■ **Exercise details**
Instruction for the entries that follow: retype exactly the lines from the line with "box: [106, 192, 218, 298]" to the line with "negative clicks: (223, 330)", both included, and omit all others.

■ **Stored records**
● ● ● ●
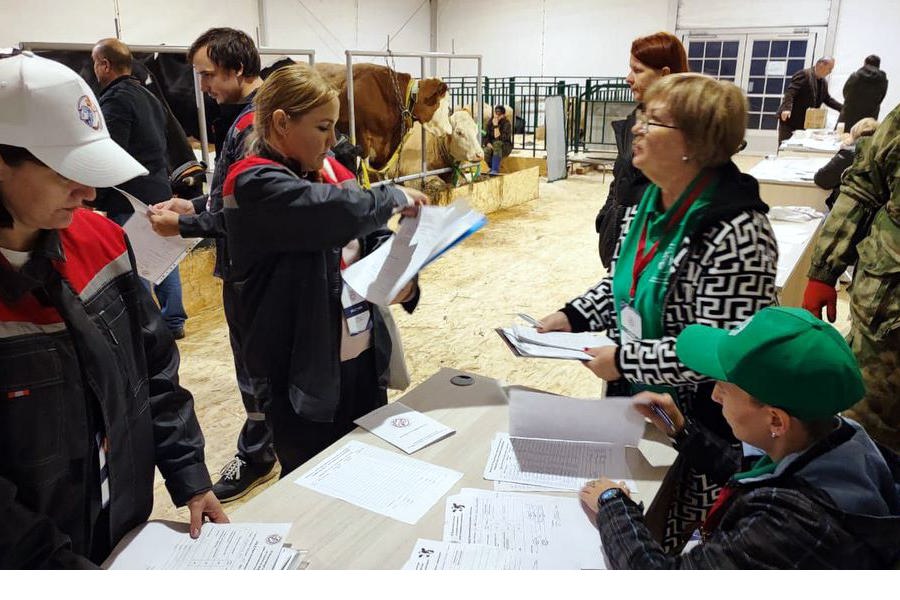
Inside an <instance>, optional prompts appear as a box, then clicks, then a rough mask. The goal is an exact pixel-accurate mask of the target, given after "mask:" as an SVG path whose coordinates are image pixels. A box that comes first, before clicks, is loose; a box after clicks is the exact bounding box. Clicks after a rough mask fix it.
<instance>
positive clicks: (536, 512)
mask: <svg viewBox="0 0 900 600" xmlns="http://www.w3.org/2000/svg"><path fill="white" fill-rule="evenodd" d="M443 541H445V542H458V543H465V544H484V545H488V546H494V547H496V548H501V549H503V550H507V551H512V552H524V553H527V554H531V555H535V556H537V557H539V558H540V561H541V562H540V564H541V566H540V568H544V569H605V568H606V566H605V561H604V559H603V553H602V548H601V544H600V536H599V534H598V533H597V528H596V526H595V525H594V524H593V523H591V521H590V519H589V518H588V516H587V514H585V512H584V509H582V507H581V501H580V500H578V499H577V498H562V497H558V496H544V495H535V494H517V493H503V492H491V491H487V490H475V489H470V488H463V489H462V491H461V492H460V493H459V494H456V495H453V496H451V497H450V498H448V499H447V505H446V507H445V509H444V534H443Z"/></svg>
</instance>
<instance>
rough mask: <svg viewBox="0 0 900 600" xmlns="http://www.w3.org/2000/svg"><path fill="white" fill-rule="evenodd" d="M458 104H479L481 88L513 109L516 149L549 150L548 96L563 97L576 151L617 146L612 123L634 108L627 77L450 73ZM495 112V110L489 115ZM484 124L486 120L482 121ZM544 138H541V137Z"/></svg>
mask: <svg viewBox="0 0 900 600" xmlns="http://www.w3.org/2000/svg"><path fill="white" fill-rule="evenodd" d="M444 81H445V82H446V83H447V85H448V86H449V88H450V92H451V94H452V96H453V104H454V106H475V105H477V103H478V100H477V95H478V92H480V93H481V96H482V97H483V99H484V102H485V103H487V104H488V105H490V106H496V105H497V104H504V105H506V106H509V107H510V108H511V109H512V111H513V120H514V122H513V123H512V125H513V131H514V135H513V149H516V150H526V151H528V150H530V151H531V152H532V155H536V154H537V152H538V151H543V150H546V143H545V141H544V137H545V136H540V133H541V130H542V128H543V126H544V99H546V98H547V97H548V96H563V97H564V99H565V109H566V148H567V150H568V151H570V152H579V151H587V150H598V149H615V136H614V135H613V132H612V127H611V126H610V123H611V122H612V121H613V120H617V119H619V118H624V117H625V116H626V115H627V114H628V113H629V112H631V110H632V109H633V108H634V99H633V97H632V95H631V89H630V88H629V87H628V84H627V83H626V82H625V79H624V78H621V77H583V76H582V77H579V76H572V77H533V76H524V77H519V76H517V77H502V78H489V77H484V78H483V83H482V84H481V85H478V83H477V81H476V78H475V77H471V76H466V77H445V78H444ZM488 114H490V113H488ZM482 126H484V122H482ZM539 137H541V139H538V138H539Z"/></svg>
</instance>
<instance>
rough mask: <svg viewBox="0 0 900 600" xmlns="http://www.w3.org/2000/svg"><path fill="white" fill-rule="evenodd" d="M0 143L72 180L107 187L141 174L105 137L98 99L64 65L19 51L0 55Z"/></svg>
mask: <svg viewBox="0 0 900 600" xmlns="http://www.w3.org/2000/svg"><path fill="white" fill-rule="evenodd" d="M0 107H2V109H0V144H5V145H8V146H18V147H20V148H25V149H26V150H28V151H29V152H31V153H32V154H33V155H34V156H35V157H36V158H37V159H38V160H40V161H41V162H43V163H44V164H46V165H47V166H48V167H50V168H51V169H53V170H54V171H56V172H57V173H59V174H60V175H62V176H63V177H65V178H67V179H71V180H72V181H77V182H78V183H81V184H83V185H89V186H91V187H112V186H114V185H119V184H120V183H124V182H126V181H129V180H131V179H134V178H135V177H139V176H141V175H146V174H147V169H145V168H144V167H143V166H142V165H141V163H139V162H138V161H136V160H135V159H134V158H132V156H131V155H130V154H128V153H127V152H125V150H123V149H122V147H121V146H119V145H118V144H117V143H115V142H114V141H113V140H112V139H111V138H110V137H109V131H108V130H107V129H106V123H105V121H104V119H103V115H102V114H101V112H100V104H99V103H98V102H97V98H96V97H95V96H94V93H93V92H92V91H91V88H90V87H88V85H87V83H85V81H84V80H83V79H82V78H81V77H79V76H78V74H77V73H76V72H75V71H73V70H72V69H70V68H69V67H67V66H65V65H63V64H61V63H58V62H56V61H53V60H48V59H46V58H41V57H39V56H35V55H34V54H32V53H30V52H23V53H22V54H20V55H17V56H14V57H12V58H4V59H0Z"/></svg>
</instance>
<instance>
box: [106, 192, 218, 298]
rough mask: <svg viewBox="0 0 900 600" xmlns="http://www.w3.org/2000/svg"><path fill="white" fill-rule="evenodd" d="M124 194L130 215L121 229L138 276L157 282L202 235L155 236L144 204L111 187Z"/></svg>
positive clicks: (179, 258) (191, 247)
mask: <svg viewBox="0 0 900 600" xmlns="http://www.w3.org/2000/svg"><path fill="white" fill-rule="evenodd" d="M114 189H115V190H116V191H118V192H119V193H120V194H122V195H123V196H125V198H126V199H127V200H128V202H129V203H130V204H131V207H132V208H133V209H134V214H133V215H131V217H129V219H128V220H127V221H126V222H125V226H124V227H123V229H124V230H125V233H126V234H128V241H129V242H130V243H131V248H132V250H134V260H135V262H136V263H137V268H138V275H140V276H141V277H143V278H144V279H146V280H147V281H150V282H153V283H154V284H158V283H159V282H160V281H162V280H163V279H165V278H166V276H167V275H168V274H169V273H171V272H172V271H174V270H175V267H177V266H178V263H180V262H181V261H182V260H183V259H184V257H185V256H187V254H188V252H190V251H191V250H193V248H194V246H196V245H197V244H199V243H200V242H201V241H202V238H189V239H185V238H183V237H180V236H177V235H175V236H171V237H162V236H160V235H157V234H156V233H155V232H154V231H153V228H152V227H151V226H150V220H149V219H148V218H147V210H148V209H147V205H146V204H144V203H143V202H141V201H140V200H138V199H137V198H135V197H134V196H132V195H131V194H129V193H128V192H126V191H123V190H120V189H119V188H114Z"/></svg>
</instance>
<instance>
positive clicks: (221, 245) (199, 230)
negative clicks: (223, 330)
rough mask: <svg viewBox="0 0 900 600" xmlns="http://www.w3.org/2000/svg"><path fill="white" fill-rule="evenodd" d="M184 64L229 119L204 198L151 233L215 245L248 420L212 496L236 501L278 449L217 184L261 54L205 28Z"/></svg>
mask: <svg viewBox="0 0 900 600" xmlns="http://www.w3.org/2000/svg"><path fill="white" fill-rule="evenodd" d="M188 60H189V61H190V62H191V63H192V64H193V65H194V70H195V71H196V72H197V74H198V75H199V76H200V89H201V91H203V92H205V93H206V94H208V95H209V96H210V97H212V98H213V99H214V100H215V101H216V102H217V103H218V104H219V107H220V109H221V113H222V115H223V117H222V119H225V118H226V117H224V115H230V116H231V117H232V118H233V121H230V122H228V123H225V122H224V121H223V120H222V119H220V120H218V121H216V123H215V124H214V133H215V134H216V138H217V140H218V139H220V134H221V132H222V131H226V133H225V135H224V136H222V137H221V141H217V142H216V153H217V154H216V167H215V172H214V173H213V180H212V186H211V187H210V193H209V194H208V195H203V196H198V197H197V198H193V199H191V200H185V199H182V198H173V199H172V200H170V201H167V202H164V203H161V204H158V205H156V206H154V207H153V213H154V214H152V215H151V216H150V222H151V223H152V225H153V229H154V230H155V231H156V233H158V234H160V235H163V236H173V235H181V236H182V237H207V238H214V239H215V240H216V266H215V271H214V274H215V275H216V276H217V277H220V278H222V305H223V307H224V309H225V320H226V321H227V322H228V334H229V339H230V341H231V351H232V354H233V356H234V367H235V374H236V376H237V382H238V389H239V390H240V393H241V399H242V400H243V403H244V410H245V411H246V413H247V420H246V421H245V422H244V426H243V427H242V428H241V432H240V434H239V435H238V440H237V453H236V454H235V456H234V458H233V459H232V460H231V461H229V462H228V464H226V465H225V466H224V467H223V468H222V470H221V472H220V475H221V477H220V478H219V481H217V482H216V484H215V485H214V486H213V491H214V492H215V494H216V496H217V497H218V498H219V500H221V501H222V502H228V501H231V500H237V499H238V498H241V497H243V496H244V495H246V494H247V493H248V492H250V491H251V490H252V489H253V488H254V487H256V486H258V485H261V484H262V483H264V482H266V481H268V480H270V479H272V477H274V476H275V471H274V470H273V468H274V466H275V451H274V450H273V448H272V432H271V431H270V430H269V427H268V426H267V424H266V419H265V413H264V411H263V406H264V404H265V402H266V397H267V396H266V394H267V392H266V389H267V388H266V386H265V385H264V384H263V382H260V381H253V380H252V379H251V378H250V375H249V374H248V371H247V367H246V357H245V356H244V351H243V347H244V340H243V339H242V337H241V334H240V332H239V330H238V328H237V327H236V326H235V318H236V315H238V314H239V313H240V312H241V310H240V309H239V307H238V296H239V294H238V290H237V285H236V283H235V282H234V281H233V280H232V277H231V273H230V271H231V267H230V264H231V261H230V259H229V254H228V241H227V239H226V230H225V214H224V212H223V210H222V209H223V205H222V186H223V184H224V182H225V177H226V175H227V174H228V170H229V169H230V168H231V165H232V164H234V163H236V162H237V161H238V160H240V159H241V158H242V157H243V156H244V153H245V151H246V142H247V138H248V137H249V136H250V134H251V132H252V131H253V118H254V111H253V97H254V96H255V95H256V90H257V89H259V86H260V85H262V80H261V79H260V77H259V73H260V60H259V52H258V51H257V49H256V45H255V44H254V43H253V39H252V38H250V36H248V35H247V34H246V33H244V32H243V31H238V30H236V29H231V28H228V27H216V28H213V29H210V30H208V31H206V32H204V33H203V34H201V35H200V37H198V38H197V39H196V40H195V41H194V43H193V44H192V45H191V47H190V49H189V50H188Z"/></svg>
● ● ● ●
■ **Final answer**
box: [106, 192, 218, 298]
rough mask: <svg viewBox="0 0 900 600" xmlns="http://www.w3.org/2000/svg"><path fill="white" fill-rule="evenodd" d="M124 194L130 215L121 229L138 276L157 282L202 235L155 236L144 204L111 187Z"/></svg>
positive clicks: (179, 258) (191, 247)
mask: <svg viewBox="0 0 900 600" xmlns="http://www.w3.org/2000/svg"><path fill="white" fill-rule="evenodd" d="M114 189H115V190H116V191H118V192H119V193H120V194H122V195H123V196H125V198H126V199H127V200H128V202H129V203H130V204H131V207H132V208H133V209H134V214H133V215H131V217H129V219H128V220H127V221H126V222H125V226H124V227H123V229H124V230H125V233H126V234H128V241H129V242H130V243H131V248H132V250H134V260H135V262H136V263H137V268H138V275H140V276H141V277H143V278H144V279H146V280H147V281H150V282H153V283H154V284H158V283H159V282H160V281H162V280H163V279H165V278H166V276H167V275H168V274H169V273H171V272H172V271H174V270H175V267H177V266H178V263H180V262H181V261H182V260H183V259H184V257H185V256H187V254H188V252H190V251H191V250H193V248H194V246H196V245H197V244H199V243H200V242H201V241H202V238H189V239H185V238H183V237H180V236H177V235H175V236H171V237H162V236H160V235H157V234H156V233H155V232H154V231H153V228H152V227H151V226H150V220H149V219H148V218H147V210H148V209H147V205H146V204H144V203H143V202H141V201H140V200H138V199H137V198H135V197H134V196H132V195H131V194H129V193H128V192H126V191H123V190H120V189H119V188H114Z"/></svg>
</instance>
<instance>
positive clicks: (221, 245) (199, 230)
negative clicks: (223, 330)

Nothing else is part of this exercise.